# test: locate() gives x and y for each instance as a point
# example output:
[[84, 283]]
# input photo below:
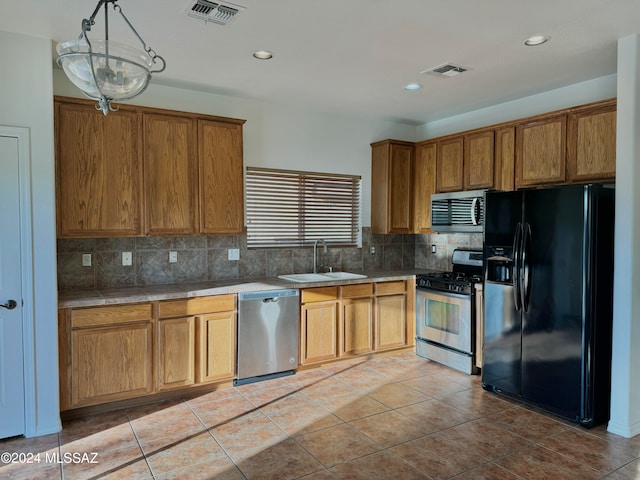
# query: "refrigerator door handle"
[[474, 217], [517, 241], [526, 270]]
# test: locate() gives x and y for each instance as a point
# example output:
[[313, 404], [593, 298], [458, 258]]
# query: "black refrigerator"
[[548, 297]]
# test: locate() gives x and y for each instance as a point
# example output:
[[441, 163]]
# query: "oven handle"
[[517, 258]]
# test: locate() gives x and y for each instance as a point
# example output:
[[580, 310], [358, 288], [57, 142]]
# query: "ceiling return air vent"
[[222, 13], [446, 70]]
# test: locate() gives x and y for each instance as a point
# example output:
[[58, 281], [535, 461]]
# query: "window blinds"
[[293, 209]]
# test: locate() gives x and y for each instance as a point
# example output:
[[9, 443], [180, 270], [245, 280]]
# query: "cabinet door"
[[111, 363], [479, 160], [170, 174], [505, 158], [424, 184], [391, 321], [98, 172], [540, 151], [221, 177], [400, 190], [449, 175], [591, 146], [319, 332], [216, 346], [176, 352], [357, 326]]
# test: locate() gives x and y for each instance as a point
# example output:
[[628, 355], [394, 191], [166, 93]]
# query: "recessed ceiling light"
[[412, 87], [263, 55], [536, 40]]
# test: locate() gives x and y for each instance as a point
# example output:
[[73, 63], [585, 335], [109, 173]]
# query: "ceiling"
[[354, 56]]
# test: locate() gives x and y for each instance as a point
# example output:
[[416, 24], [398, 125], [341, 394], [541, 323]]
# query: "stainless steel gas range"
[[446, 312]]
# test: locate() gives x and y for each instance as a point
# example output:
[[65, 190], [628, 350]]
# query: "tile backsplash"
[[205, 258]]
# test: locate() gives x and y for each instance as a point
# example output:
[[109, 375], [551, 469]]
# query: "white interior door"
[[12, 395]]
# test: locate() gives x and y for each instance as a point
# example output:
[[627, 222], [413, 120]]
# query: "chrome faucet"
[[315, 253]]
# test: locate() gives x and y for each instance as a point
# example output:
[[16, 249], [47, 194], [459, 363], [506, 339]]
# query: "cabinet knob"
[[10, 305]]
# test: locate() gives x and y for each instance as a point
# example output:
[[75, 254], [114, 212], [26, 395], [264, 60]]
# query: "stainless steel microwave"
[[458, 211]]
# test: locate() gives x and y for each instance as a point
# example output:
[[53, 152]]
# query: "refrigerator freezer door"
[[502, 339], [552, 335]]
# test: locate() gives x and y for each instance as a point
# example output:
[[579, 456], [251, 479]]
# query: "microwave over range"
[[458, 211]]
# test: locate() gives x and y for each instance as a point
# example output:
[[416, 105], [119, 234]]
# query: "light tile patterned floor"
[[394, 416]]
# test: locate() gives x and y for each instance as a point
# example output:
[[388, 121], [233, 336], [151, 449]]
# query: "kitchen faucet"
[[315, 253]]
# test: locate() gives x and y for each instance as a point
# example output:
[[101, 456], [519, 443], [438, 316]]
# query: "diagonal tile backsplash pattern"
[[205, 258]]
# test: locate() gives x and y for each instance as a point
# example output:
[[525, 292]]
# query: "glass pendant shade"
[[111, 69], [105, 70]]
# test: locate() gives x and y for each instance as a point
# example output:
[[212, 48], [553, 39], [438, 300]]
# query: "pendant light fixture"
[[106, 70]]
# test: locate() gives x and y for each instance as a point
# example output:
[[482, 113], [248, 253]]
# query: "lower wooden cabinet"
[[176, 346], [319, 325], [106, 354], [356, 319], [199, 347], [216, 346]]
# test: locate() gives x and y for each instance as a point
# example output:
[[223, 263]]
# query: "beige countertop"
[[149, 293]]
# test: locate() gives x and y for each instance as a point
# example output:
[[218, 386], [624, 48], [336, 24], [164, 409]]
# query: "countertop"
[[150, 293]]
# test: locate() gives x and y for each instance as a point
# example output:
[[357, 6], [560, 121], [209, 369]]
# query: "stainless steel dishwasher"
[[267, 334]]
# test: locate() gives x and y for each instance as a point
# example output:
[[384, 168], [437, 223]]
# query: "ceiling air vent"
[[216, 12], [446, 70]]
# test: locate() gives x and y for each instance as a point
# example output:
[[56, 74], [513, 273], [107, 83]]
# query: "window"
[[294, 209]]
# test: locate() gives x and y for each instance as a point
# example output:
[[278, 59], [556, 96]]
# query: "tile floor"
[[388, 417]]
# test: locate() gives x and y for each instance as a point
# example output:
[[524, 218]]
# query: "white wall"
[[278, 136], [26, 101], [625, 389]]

_ _ _ _ _ _ _

Excluding all images, transcribe the material word for word.

*Result below*:
# test: locate() gives x and y for each instance as a point
# example output:
[[84, 283]]
# input photo below:
# query: "refrigerator door handle"
[[474, 217], [517, 241], [526, 270]]
# test: locate() gives x and y for each instance as a point
# example output:
[[313, 404], [593, 298], [458, 258]]
# query: "black refrigerator"
[[548, 297]]
# test: locate() gives x and y for each instance as a point
# example output:
[[441, 163]]
# query: "oven handle"
[[517, 258]]
# test: locate() gives x and y for each instance as a point
# example output:
[[580, 310], [358, 288], [57, 142]]
# query: "ceiling return air vent"
[[222, 13], [446, 70]]
# test: locate() gives x and y for each instance as a point
# example output:
[[58, 281], [535, 461]]
# query: "window blinds"
[[293, 209]]
# test: locate() gives x and y for each instance as a point
# example output:
[[9, 443], [180, 270], [245, 280]]
# query: "cabinet door"
[[111, 363], [479, 160], [170, 174], [505, 158], [424, 184], [391, 321], [98, 172], [540, 151], [221, 177], [400, 190], [449, 175], [591, 146], [319, 332], [216, 346], [176, 352], [357, 326]]
# test: locate() gives x and y for each instance as a point
# example output:
[[628, 355], [394, 191], [166, 93]]
# query: "recessed ceiling light"
[[412, 87], [263, 55], [536, 40]]
# test: locate() gives x and y for each instance as a point
# example output:
[[73, 63], [585, 335], [109, 173]]
# query: "ceiling"
[[354, 56]]
# test: locate() gives x and y for each instance as a point
# example output:
[[416, 24], [398, 125], [341, 394], [541, 323]]
# query: "stainless steel gas range"
[[446, 312]]
# test: locate() gives x and y for each instance as a point
# example output:
[[65, 190], [628, 350]]
# query: "tile backsplash"
[[205, 258]]
# test: locate() gives x and y for each instance as a point
# example output:
[[109, 375], [551, 469]]
# query: "white interior door"
[[12, 395]]
# test: locate() gives x and y for each instance as a point
# example output:
[[627, 222], [413, 120]]
# query: "chrome faucet"
[[315, 253]]
# test: locate() gives x and y for each instance as a point
# example output:
[[16, 249], [47, 194], [459, 363], [506, 339]]
# query: "cabinet knob"
[[10, 305]]
# test: locate() gives x and y for each instance as a point
# example output:
[[75, 254], [114, 212], [26, 395], [264, 60]]
# query: "stainless steel microwave"
[[458, 211]]
# test: locate() gives x and y for each instance as a point
# example output:
[[53, 152]]
# query: "refrigerator freezer door"
[[502, 339], [552, 335]]
# test: locate() gives x and y for each instance as a point
# example output:
[[579, 456], [251, 479]]
# query: "microwave over range"
[[458, 211]]
# test: locate() gives x and y for each instance as a point
# example output:
[[416, 105], [119, 234]]
# query: "light tile patterned floor"
[[394, 416]]
# test: locate() gives x and y for each instance as a point
# example output:
[[388, 121], [233, 336], [151, 449]]
# query: "kitchen faucet"
[[315, 253]]
# test: locate() gives x and y for each instance as a point
# example output:
[[101, 456], [519, 443], [438, 316]]
# query: "diagonal tile backsplash pattern"
[[205, 258]]
# test: locate() gives x and y for each instance as a point
# example output:
[[525, 292]]
# query: "glass pendant shade"
[[111, 69], [105, 70]]
# test: locate() gives x and y for each instance as a point
# example output:
[[212, 48], [553, 39], [438, 300]]
# query: "pendant light fixture"
[[106, 70]]
# test: locate() gives x and y for each instance as a point
# example output:
[[482, 113], [248, 253]]
# query: "lower wooden cabinet"
[[176, 346], [319, 325], [106, 354], [356, 319], [199, 347], [216, 346]]
# test: locate() gives x and y for each instance as a point
# example output:
[[223, 263]]
# query: "beige countertop"
[[149, 293]]
# test: locate() gives x and y for each instance as a point
# example output:
[[218, 386], [624, 48], [336, 24], [164, 409]]
# query: "countertop"
[[150, 293]]
# test: locate() gives x and y for each instance as a point
# example output:
[[357, 6], [560, 121], [209, 369]]
# query: "stainless steel dishwasher"
[[267, 334]]
# test: locate() gives x and y for each instance as a point
# example output:
[[384, 168], [437, 223]]
# query: "ceiling air vent"
[[216, 12], [446, 70]]
# test: locate() gives x and y for each instance as a point
# example output:
[[56, 74], [513, 273], [107, 83]]
# query: "window"
[[294, 209]]
# test: locate() gives x and y for each instance as a point
# example output:
[[278, 59], [556, 96]]
# query: "tile floor"
[[388, 417]]
# test: locate() gives x and y for each instance as a point
# example output:
[[524, 218]]
# query: "white wall"
[[278, 136], [26, 101], [625, 389]]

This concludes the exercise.